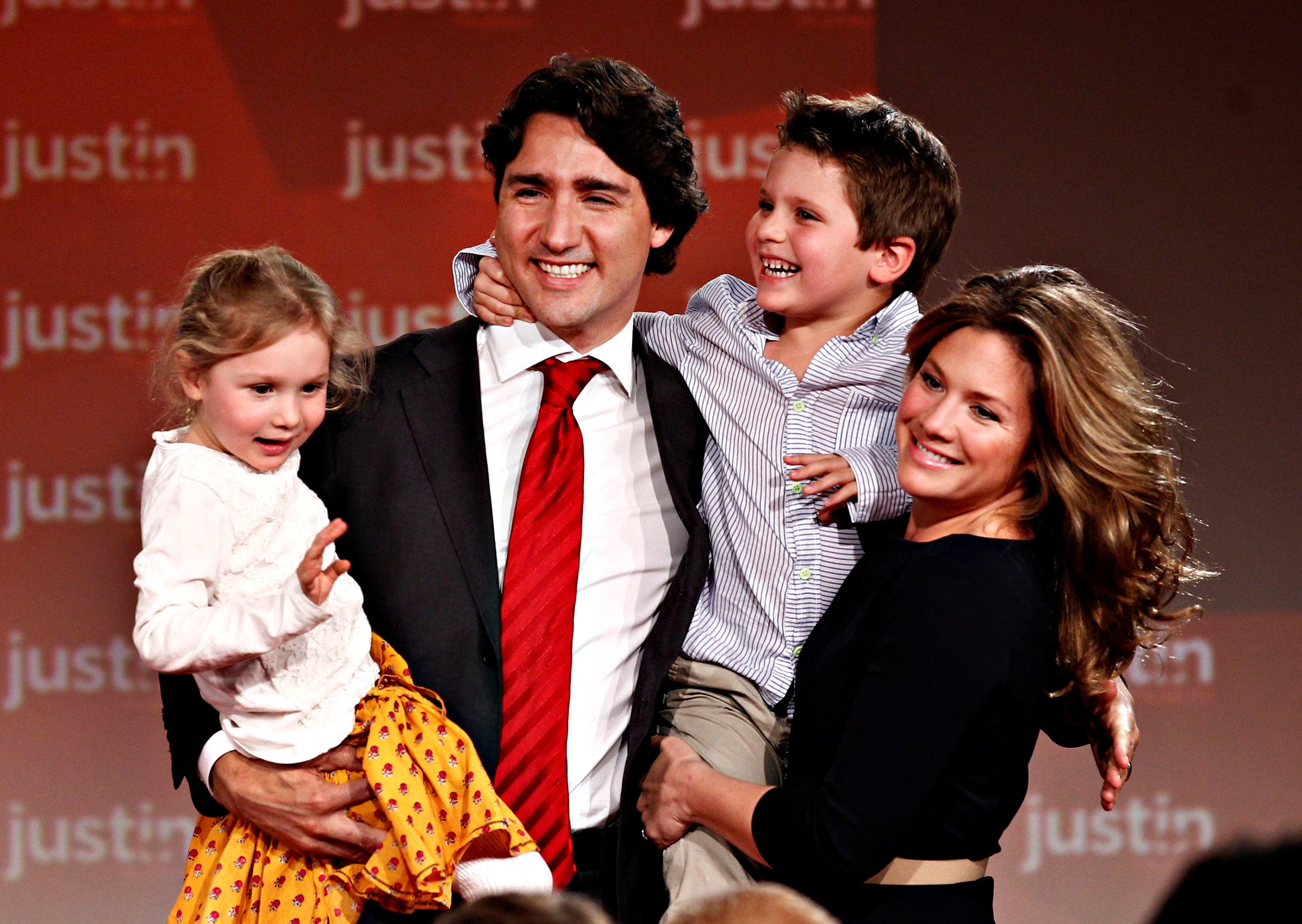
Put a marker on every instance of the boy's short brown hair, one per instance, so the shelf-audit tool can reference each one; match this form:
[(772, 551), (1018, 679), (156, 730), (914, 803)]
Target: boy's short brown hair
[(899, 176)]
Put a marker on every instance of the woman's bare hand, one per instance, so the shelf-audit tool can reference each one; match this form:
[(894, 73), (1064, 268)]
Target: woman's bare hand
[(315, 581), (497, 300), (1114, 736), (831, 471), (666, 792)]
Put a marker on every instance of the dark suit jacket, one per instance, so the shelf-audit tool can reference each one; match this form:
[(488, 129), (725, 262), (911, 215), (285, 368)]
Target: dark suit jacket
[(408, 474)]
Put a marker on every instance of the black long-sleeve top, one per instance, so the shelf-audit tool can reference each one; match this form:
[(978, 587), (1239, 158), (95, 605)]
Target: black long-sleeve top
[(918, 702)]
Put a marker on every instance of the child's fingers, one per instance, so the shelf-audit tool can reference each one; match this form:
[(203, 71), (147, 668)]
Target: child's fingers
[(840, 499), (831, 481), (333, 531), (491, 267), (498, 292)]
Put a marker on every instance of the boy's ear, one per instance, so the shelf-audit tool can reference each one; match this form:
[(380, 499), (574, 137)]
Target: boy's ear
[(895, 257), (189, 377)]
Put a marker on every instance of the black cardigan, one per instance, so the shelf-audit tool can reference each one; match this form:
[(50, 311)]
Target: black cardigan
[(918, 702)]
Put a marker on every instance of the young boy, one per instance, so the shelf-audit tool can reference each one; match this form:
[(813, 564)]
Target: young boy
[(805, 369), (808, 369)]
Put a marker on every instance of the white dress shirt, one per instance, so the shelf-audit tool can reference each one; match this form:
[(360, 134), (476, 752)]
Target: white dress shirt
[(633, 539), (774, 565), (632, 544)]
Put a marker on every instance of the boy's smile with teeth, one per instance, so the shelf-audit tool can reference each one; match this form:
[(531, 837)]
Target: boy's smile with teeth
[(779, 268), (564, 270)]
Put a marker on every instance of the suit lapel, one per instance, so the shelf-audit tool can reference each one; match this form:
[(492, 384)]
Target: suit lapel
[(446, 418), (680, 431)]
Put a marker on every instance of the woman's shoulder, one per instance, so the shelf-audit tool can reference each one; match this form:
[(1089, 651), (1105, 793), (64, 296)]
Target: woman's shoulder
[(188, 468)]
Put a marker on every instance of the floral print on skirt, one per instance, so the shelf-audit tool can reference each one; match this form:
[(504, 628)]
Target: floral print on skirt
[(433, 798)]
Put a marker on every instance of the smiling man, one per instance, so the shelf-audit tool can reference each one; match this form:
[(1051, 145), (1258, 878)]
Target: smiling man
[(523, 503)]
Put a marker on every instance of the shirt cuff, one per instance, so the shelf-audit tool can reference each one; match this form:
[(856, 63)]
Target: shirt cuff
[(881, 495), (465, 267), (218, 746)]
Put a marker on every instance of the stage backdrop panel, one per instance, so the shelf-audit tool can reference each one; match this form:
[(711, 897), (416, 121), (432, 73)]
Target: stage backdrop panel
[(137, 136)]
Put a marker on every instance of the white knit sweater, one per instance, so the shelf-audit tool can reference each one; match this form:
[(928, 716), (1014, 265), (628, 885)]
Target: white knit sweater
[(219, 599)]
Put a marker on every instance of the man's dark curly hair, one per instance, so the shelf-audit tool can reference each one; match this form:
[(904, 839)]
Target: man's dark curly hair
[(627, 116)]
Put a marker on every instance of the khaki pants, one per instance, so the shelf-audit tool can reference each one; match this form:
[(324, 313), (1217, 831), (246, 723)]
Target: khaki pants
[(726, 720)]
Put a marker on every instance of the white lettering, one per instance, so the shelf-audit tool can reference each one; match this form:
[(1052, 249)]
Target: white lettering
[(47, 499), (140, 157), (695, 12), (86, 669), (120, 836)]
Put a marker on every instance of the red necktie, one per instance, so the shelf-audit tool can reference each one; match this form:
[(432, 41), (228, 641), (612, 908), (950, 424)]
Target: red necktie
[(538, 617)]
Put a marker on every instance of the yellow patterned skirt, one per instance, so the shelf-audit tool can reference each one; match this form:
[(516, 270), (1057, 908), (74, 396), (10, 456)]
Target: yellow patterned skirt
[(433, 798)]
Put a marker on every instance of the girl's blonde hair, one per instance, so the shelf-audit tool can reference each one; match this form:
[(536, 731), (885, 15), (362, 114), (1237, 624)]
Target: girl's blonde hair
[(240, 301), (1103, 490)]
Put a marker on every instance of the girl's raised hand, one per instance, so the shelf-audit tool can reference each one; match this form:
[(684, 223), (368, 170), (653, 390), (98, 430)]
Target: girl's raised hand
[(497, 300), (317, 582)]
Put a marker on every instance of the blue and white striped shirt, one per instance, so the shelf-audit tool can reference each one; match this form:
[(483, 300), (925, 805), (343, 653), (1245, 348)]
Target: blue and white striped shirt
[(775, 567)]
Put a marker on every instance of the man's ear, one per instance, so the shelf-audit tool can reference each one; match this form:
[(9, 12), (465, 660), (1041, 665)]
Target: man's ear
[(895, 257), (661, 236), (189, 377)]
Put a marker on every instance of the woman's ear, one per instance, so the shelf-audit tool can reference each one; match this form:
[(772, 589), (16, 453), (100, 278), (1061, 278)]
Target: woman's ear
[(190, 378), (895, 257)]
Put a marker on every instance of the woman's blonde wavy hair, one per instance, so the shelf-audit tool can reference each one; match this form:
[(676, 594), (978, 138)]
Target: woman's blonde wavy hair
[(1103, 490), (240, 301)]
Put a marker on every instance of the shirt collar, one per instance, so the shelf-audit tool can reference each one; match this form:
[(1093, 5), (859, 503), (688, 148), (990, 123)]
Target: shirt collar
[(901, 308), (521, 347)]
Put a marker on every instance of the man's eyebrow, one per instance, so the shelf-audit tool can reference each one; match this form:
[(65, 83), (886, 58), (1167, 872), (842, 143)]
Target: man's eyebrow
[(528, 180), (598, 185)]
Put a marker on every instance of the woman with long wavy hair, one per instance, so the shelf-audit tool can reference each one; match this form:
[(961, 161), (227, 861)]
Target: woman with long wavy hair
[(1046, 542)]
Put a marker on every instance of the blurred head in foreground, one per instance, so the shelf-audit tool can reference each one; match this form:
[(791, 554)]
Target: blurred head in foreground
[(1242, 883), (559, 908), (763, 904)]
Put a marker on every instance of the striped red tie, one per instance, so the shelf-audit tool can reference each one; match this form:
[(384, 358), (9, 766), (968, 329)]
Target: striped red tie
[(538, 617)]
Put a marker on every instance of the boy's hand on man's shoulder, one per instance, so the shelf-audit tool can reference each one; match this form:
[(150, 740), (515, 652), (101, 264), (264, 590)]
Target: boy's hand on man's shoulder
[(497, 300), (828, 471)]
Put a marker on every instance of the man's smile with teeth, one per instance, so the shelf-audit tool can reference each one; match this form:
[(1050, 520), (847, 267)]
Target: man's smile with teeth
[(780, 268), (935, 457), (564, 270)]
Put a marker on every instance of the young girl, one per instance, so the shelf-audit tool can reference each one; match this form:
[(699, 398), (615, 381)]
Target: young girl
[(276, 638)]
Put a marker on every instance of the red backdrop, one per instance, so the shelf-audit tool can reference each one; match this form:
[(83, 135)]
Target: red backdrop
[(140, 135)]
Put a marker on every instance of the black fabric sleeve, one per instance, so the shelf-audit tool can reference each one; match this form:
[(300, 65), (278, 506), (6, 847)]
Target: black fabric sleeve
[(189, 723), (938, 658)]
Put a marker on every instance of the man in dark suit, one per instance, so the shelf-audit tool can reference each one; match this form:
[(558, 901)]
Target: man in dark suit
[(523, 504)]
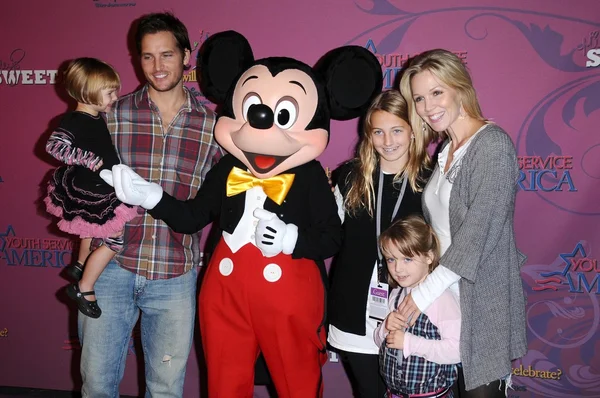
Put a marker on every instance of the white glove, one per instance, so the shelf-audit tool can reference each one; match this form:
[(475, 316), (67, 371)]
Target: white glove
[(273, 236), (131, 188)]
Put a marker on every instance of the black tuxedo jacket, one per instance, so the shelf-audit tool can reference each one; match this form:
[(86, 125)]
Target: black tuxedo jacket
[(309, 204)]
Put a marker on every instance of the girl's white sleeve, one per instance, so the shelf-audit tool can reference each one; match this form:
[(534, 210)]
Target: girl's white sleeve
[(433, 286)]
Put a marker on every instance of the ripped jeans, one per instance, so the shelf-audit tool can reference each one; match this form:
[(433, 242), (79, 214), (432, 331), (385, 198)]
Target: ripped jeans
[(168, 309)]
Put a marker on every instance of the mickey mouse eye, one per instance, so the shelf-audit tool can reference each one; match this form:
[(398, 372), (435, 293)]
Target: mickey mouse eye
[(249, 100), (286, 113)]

**WHAT YOU HAVE TO DO**
Write out again, exactly, only the lines from the beginning of the material above to the line that holds "[(894, 73), (1064, 268)]", both ends included, and no pictures.

**RESPONSE AREA**
Put a marker on every instance of the boy's short brown hair, one per instance, so the shelf-audit tool can reference each one; match this form:
[(772, 551), (1018, 679), (156, 730), (914, 803)]
Target: boy's short brown hair
[(899, 176)]
Put a marker on every instance of the woman's bare hand, one per instance, so the shelf-audit tool can reference each one; match this form:
[(894, 73), (1064, 268)]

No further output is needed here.